**ASSIGNED TASK**
Reproduce all records verbatim.

**EXCERPTED RECORDS**
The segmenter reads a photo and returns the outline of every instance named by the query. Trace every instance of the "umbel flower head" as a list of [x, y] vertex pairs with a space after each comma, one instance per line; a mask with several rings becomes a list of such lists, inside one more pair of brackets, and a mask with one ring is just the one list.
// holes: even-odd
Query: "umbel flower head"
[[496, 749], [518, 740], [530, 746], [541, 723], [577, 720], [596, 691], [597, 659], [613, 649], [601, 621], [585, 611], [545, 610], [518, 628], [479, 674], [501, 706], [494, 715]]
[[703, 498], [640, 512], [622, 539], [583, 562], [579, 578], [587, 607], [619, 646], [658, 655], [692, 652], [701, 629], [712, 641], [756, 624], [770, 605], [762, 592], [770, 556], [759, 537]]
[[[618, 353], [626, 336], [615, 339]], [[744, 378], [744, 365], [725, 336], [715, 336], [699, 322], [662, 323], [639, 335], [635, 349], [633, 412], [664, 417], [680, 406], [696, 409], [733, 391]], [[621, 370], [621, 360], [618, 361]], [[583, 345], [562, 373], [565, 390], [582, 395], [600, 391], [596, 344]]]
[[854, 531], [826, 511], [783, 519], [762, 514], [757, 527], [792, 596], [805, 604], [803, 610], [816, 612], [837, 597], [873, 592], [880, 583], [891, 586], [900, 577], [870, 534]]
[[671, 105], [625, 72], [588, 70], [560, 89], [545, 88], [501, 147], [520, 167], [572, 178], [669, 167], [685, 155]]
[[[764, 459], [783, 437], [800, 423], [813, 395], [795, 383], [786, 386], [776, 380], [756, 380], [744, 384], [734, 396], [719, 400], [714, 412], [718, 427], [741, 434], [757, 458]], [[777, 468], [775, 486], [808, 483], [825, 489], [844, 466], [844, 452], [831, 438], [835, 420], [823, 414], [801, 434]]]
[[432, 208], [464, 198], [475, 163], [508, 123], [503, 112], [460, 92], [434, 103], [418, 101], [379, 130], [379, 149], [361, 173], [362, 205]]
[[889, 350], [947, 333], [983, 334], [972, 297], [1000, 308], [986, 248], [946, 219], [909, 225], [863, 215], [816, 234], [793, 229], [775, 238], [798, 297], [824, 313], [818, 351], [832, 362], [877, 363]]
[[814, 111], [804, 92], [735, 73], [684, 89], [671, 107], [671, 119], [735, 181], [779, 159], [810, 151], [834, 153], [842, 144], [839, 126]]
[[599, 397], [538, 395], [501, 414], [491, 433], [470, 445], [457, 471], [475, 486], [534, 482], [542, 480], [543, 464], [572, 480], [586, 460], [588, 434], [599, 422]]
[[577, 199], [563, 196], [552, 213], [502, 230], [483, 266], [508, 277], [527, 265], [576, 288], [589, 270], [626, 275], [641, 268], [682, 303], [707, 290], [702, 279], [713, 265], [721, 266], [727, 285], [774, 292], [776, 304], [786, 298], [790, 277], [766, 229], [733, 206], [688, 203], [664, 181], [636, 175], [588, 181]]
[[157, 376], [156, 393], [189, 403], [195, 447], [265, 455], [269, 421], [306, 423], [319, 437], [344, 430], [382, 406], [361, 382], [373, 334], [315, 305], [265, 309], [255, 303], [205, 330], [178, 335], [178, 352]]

**RESPONSE TO THIS TASK**
The segmenter reads a photo and returns the outline of every instance named by the query. Trace every instance of the "umbel flower head" as a list of [x, y] vertex pairs with a space after each comma, one instance per line; a mask with several rings becomes a list of such lists, inside one more pair of brackets, and a mask with one ring is just the one list.
// holes: even-odd
Query: "umbel flower head"
[[496, 749], [518, 740], [530, 746], [541, 723], [577, 720], [596, 691], [597, 659], [613, 649], [601, 621], [585, 611], [545, 610], [518, 628], [479, 674], [501, 706], [494, 715]]
[[703, 498], [640, 512], [622, 539], [583, 562], [579, 578], [587, 607], [619, 646], [658, 655], [692, 652], [701, 629], [712, 641], [756, 624], [770, 605], [762, 592], [770, 556], [759, 537]]
[[[618, 353], [626, 336], [615, 339]], [[744, 378], [744, 365], [725, 336], [715, 336], [699, 322], [662, 323], [639, 335], [635, 349], [633, 412], [664, 417], [680, 406], [696, 409], [733, 391]], [[621, 370], [621, 360], [618, 361]], [[583, 345], [562, 373], [565, 390], [582, 395], [600, 391], [596, 344]]]
[[854, 531], [826, 511], [783, 519], [762, 514], [757, 527], [792, 596], [805, 604], [803, 610], [816, 612], [837, 597], [873, 592], [880, 583], [891, 586], [900, 577], [870, 534]]
[[671, 105], [625, 72], [588, 70], [560, 89], [545, 88], [501, 147], [520, 167], [572, 178], [669, 167], [685, 155]]
[[[764, 459], [783, 437], [800, 423], [813, 395], [795, 383], [786, 386], [776, 380], [756, 380], [744, 384], [734, 396], [719, 400], [714, 412], [718, 427], [741, 434], [757, 458]], [[777, 468], [775, 486], [808, 483], [825, 489], [844, 466], [844, 452], [831, 438], [835, 420], [823, 414], [801, 434]]]
[[432, 208], [464, 198], [475, 163], [508, 123], [503, 112], [460, 92], [434, 103], [418, 101], [379, 130], [379, 149], [361, 173], [362, 205]]
[[889, 350], [947, 333], [983, 334], [972, 297], [1000, 308], [986, 248], [946, 219], [909, 225], [863, 215], [816, 234], [793, 229], [775, 238], [798, 297], [824, 313], [818, 351], [832, 362], [877, 363]]
[[814, 111], [804, 92], [735, 73], [684, 89], [671, 107], [671, 119], [735, 181], [779, 159], [810, 151], [834, 153], [842, 144], [839, 126]]
[[599, 397], [538, 395], [501, 414], [491, 433], [470, 445], [457, 471], [475, 486], [534, 482], [542, 480], [543, 464], [572, 480], [586, 460], [588, 434], [599, 422]]
[[577, 199], [563, 196], [552, 213], [502, 230], [483, 266], [508, 277], [527, 265], [576, 288], [589, 270], [626, 275], [641, 268], [682, 303], [707, 290], [702, 279], [713, 265], [721, 266], [727, 285], [774, 292], [776, 304], [786, 298], [790, 277], [766, 229], [733, 206], [688, 203], [664, 181], [636, 175], [588, 181]]
[[157, 376], [156, 393], [189, 403], [195, 447], [265, 455], [269, 421], [306, 423], [319, 437], [344, 430], [382, 406], [361, 382], [373, 334], [315, 305], [265, 309], [255, 303], [205, 330], [178, 335], [178, 352]]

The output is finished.